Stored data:
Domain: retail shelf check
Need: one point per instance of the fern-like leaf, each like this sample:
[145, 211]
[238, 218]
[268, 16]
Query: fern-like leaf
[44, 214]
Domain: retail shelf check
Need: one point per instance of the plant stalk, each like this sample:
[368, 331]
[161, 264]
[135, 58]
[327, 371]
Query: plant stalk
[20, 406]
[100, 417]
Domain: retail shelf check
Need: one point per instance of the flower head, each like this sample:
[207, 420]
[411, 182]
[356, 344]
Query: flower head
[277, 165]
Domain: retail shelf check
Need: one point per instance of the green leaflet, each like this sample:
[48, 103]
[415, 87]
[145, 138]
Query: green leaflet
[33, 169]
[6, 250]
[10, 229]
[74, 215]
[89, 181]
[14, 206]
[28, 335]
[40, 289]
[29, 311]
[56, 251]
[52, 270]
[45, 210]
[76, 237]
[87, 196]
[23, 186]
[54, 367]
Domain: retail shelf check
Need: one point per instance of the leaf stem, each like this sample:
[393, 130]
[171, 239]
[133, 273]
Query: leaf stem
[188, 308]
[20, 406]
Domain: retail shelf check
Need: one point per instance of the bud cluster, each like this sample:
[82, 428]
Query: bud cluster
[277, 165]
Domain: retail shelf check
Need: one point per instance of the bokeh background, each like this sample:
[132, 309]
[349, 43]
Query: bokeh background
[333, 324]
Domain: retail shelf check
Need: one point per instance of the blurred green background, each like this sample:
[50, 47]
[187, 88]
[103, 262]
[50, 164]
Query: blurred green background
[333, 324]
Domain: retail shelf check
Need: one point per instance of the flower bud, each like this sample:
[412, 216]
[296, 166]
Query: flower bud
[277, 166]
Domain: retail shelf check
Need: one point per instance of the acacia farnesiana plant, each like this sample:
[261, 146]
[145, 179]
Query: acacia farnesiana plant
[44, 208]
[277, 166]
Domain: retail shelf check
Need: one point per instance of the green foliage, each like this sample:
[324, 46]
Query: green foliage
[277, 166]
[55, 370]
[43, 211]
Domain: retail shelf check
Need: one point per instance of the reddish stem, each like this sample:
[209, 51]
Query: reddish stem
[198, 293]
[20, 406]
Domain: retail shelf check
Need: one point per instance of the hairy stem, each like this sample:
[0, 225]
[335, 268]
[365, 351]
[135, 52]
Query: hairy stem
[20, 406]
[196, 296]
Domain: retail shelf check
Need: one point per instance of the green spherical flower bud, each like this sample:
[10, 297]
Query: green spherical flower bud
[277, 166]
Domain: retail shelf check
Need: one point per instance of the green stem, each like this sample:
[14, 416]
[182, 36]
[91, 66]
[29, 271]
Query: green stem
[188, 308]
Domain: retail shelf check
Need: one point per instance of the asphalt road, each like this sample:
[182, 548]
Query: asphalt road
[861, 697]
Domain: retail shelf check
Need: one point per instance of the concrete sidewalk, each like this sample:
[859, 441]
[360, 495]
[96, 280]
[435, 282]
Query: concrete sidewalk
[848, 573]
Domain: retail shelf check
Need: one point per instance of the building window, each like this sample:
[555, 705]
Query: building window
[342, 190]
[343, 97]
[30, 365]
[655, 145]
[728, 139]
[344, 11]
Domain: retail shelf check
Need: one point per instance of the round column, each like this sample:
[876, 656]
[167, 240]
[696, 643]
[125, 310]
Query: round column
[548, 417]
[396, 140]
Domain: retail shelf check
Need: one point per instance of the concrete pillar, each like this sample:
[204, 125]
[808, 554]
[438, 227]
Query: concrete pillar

#### [What this task involves]
In the rows above, find every line that contains the string "sidewalk", matching case exactly, and copy each of those lines in full.

#### [Finished answer]
Need: one point per instance of the concrete sidewalk, each like this sample:
Query: concrete sidewalk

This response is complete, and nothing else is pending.